▶ [Goal of the exercise] Return every entry exactly.

****************************************

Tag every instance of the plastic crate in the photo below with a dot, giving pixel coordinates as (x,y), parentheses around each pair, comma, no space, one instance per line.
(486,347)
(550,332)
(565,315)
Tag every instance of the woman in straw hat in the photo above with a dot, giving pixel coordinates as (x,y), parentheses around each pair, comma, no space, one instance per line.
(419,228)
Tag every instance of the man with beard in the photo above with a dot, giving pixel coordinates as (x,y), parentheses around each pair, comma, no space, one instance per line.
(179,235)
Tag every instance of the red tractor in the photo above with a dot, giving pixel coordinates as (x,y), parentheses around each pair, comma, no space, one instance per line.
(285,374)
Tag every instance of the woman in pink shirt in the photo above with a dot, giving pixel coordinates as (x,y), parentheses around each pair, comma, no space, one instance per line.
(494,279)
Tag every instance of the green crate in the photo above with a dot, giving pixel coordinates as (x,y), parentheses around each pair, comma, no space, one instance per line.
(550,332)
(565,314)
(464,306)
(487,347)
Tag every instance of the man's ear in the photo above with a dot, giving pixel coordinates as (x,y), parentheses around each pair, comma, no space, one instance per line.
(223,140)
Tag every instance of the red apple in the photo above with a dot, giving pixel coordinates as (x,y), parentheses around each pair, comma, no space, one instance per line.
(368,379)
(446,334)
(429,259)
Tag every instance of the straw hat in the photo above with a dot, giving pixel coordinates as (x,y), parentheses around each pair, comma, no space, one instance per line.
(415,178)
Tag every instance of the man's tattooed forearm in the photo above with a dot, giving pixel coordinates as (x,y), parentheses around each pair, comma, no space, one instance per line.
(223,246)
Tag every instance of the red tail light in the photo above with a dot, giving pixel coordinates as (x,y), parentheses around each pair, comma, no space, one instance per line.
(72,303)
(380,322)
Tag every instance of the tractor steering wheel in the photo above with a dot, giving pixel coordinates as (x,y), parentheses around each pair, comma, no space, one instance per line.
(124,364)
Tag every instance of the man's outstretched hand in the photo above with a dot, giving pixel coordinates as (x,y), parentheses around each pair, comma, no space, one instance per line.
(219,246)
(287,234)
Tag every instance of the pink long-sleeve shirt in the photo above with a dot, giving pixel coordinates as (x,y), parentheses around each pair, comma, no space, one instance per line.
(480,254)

****************************************

▶ [Worked answer]
Tag every instance of the plastic crate in the photo below with a dot, giving pixel coordinates as (x,y), parentheses around each pair, comma, no space, one instance per line.
(486,347)
(550,332)
(565,315)
Tag every instance of the woman in straw hat in the photo above with a dot, giving pixel coordinates as (x,y), parentheses around each pair, comma, no space, one instance per line.
(419,228)
Tag every instance of the man with beard in the photo above with a dot, giving pixel coordinates as (x,y), parentheses around each pair, comma, no space, one instance per line.
(179,235)
Tag every instance of the red tractor in the photo above with a dot, giving pixel coordinates as (x,y), parentheses around each pair, comma, no space, one instance per line.
(285,374)
Tag every instance of the woman in pink shirt in the photo above with a dot, giving pixel coordinates as (x,y), parentheses around each pair, comma, no space, one instance per line.
(494,279)
Tag every instance of the green crate in the photo above with a dot, giving pixel coordinates as (x,y), parentheses around each pair, comma, no space, one instance per line.
(550,332)
(565,314)
(464,306)
(487,347)
Tag every instance of the man's ear in the photo above with a dot, giving pixel coordinates as (x,y), parentheses around each pair, comma, no space, one instance per line.
(223,140)
Tag every instance of the red apple in the photo above with a dot, giving pixel coordinates as (x,y), parentheses around each pair, comma, no space, one instance per line.
(368,379)
(446,334)
(429,259)
Tag every instance of the straw hat in the photo above with a dot, giving pixel coordinates as (x,y), parentheses around each pair, comma, no space, one instance per line.
(415,178)
Tag every instance of the man's tattooed forearm in the photo above with a dot, giving pixel coordinates as (x,y), parentheses around each pair, comma, no space, one instance per line.
(223,246)
Tag every instance of the red tail light in the photo above with a dot, giving pixel coordinates as (x,y), parentheses around each pair, comma, no space, one instance per line.
(72,303)
(380,322)
Tag every instance of the tractor steering wheel in the photo above with a dot, giving pixel coordinates as (x,y), parentheses around each pair, comma, no space, one instance per line.
(124,364)
Tag every instance of the man's outstretched hand in the photo above with a dot, giving pixel coordinates as (x,y), parentheses around each pair, comma, no space, one instance per line.
(219,246)
(287,234)
Tag every instance of the pink long-sleeve shirt in the photo above with a dot, giving pixel coordinates as (x,y), parentheses around each pair, comma, no space, one instance per line.
(480,254)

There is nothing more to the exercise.